DATA TO USE:
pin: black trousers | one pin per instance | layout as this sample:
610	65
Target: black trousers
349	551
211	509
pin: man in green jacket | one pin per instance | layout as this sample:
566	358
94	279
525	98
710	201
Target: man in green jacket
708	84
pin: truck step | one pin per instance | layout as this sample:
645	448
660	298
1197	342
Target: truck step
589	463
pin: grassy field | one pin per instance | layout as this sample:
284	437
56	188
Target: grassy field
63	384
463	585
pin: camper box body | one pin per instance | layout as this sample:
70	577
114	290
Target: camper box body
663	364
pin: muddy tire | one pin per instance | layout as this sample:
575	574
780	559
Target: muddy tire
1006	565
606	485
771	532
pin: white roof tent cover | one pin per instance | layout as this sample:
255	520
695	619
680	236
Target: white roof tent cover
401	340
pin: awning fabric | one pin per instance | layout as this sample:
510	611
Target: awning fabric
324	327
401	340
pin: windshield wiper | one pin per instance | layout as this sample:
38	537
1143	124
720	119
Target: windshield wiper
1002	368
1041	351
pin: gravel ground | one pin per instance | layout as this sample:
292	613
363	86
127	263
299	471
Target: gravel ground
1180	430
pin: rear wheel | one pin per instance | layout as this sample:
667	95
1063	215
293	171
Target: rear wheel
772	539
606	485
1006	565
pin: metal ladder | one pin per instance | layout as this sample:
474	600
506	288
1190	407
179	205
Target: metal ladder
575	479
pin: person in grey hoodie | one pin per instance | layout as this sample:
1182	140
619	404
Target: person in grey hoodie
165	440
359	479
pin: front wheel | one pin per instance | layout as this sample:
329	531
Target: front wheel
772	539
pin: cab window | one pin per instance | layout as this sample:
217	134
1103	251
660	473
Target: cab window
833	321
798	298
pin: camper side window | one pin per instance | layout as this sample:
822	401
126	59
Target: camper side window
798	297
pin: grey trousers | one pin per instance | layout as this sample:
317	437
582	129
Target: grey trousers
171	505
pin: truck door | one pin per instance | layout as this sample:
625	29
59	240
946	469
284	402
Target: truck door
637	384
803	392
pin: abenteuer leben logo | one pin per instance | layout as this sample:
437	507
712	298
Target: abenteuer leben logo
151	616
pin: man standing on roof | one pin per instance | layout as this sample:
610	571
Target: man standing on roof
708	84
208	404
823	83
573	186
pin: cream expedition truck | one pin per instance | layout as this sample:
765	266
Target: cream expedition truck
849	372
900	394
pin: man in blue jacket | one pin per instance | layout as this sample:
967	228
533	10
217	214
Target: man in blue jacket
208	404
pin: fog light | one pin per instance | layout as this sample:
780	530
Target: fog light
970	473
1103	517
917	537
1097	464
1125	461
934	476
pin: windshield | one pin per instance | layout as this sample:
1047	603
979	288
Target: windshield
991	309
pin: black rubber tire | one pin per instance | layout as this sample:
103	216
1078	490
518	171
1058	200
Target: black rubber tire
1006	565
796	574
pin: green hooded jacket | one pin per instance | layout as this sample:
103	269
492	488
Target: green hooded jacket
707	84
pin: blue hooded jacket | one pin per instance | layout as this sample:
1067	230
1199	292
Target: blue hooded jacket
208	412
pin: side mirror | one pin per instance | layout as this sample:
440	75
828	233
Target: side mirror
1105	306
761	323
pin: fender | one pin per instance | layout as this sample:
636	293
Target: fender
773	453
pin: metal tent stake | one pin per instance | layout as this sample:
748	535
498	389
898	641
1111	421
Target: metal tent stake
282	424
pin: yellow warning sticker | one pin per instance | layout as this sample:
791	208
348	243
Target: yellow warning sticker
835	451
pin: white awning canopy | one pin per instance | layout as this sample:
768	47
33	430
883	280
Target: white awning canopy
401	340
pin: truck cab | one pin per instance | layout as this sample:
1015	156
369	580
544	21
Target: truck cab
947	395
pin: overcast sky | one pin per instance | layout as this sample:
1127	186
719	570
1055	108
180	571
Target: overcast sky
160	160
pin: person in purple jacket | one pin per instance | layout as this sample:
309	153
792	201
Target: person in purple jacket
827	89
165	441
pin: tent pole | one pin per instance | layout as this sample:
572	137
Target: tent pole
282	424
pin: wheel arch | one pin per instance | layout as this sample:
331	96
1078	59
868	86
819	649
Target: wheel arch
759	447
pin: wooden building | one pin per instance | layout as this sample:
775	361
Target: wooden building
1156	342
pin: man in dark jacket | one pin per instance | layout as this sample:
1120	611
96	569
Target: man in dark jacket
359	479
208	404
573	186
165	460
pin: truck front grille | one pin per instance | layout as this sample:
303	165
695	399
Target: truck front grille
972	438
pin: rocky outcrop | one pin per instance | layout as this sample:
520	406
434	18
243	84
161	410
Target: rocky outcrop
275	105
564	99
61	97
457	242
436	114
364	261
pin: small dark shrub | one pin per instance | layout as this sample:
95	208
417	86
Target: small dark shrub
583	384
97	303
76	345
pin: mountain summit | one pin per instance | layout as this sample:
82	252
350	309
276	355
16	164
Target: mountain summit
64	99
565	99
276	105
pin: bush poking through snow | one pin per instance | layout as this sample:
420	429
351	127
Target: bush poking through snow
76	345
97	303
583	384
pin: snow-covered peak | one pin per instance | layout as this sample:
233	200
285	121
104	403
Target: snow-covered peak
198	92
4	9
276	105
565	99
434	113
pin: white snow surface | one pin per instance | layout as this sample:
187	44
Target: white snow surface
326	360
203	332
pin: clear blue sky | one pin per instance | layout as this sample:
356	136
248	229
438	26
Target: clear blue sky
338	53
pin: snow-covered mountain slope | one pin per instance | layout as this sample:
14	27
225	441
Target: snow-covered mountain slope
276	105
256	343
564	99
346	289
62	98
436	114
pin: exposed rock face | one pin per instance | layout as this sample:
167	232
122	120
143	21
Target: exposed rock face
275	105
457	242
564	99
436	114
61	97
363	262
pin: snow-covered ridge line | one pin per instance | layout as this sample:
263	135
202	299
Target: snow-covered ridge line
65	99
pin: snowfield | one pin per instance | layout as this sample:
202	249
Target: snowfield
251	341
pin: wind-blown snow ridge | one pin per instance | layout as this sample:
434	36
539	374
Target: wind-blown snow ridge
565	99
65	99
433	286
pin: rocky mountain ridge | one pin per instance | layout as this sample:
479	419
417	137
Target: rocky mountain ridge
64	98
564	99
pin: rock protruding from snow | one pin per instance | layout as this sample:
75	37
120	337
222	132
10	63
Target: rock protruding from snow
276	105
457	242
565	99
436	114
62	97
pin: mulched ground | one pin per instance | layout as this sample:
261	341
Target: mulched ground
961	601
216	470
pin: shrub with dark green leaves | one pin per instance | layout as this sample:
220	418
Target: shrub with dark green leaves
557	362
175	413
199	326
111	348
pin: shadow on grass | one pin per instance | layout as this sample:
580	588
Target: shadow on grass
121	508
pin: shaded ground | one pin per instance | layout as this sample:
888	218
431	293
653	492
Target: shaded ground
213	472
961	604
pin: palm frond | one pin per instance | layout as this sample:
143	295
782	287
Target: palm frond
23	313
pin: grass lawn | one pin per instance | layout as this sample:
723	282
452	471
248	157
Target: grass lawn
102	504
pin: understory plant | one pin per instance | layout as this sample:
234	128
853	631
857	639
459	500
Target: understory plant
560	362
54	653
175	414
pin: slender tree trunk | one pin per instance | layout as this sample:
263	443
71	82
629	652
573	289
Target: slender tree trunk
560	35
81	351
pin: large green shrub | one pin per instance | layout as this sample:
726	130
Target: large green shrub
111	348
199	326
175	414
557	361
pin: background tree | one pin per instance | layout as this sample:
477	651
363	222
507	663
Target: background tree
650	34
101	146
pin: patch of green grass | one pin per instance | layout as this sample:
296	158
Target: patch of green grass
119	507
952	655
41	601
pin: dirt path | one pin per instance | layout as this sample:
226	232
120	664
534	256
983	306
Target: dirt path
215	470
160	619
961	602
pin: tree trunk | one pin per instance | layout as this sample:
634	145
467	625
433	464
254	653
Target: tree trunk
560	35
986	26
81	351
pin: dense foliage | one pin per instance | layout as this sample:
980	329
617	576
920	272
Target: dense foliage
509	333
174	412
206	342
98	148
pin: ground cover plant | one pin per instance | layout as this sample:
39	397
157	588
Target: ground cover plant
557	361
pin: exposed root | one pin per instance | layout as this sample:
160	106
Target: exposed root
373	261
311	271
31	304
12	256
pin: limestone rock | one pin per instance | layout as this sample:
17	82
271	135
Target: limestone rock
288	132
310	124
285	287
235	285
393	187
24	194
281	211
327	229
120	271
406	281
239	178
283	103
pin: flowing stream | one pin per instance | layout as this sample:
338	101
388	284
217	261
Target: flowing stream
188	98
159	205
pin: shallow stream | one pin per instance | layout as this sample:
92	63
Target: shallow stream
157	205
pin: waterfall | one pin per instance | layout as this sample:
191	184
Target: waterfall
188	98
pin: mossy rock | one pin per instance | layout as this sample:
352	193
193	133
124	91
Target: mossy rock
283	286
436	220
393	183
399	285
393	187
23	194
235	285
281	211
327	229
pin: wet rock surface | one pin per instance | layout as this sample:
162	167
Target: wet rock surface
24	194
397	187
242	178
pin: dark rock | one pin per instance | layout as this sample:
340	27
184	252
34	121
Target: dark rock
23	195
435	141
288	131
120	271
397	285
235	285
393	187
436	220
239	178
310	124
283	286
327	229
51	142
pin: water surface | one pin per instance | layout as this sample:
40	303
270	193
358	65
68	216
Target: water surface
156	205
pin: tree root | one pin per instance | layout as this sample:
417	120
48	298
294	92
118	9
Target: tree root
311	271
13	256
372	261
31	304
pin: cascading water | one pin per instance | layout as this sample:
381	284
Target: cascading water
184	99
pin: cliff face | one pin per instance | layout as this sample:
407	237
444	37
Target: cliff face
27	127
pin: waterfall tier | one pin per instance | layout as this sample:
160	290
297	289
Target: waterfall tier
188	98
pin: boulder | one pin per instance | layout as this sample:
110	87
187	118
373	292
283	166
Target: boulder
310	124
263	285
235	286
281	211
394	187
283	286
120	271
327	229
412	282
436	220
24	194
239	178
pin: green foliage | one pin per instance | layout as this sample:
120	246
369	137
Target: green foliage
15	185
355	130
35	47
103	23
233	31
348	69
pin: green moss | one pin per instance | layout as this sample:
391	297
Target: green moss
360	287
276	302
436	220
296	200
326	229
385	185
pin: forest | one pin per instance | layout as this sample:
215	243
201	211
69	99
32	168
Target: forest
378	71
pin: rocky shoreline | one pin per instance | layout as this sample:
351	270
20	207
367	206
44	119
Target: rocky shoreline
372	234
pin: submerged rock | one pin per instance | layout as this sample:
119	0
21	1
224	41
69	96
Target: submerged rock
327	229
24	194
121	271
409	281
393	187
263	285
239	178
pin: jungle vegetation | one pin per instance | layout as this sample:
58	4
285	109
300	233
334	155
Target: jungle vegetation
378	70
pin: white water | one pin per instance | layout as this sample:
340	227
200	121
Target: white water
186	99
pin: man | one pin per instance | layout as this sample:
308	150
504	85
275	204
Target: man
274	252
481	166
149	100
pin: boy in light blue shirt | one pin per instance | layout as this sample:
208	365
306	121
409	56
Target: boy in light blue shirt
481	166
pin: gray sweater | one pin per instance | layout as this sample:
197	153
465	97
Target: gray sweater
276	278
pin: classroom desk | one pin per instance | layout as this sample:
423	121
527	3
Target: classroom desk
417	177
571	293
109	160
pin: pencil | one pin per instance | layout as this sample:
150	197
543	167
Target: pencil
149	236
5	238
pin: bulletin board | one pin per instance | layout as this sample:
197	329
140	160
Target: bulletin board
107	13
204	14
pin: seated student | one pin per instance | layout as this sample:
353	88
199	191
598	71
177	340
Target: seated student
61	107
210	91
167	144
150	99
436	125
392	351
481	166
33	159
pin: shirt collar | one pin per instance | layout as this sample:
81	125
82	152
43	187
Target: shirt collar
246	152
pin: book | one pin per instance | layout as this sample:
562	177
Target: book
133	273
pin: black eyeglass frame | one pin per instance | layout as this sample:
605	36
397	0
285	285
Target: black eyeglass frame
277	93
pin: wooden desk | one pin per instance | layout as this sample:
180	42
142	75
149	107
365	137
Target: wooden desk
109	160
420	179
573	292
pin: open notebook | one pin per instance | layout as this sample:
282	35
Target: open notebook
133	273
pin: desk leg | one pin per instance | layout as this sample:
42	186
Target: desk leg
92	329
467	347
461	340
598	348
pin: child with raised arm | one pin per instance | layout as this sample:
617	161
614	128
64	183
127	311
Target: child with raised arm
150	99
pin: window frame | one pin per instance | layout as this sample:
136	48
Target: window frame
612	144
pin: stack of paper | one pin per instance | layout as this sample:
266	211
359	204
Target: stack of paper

TASK REQUIREMENTS: How many of the lines in the records above include the word "stack"? State that number alone.

ANSWER AREA: 2